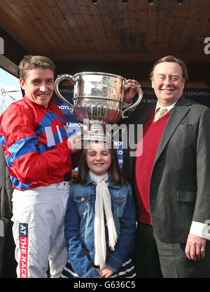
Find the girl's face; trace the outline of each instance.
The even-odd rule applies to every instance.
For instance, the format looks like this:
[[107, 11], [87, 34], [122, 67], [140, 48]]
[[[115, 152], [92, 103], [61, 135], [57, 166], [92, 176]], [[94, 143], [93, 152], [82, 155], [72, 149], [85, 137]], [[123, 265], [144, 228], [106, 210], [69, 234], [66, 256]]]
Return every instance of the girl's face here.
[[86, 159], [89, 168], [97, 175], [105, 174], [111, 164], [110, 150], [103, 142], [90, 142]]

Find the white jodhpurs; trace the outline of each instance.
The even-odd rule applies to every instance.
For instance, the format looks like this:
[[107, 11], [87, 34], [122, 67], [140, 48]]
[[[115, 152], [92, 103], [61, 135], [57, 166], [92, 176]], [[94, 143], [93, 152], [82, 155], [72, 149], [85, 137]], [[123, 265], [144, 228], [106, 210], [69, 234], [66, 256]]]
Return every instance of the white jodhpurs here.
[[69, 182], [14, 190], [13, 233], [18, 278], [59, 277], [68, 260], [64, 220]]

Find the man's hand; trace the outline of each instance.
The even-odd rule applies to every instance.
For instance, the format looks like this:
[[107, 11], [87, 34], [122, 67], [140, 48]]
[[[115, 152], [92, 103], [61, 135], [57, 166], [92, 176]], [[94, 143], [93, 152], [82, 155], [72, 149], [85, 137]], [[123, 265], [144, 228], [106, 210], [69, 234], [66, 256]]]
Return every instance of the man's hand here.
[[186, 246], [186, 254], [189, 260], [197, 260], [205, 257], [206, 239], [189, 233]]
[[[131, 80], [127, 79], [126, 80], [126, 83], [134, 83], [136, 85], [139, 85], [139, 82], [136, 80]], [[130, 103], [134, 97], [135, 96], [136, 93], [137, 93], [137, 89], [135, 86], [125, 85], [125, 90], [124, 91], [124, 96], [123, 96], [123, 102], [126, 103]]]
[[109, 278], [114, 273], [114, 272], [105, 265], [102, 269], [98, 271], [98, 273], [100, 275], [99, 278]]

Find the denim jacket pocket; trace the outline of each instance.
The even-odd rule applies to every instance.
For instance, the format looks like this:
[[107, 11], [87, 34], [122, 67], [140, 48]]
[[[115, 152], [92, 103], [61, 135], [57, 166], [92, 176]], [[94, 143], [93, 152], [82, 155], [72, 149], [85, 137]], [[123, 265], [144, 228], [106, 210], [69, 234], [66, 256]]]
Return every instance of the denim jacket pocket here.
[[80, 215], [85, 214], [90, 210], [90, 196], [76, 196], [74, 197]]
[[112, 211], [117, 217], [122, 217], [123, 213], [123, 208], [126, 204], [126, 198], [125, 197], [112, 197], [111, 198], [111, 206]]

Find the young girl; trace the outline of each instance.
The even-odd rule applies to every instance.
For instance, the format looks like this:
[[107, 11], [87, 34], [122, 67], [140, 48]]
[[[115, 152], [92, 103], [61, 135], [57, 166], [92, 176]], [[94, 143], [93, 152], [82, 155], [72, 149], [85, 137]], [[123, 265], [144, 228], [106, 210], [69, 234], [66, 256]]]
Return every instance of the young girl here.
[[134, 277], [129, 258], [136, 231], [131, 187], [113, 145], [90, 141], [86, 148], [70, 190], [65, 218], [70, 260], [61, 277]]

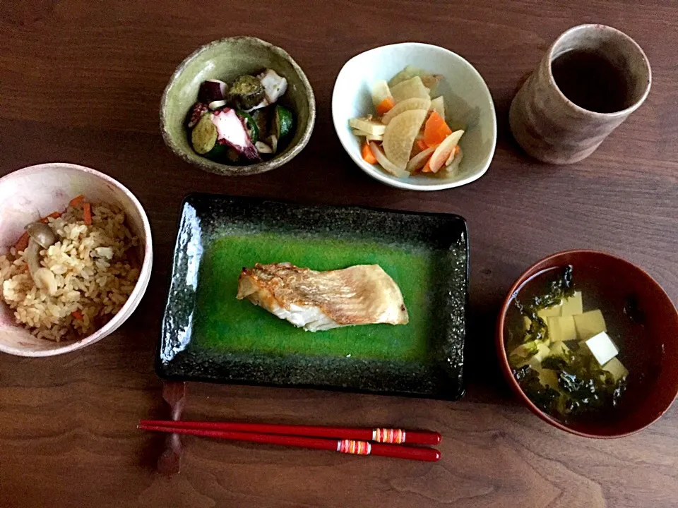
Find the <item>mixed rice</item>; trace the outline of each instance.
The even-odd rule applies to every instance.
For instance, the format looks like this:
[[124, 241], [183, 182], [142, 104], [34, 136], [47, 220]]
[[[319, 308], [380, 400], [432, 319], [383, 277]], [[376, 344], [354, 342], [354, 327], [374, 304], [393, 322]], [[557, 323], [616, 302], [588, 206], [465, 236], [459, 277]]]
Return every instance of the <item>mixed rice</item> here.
= = =
> THE TASK: Format the rows as a JSON list of strings, one string per line and no blank lines, from the start of the rows through the line containing "142], [90, 142]]", both included. Leave the pictures out.

> EXERCISE SOLUTION:
[
  "Find the girl's face; trace the outline of each instance.",
  "The even-odd rule applies to every instance.",
  "For instance, the format looks like this:",
  "[[107, 11], [87, 34], [122, 67], [140, 48]]",
  "[[[115, 152], [92, 103], [61, 135], [57, 166], [92, 176]], [[94, 143], [93, 152], [82, 155], [72, 149], [85, 137]], [[123, 265], [144, 228], [106, 210], [69, 234], [66, 256]]]",
  "Return every instance of the girl's face here.",
  "[[86, 159], [89, 168], [97, 175], [105, 174], [111, 164], [110, 150], [103, 142], [90, 142]]"
]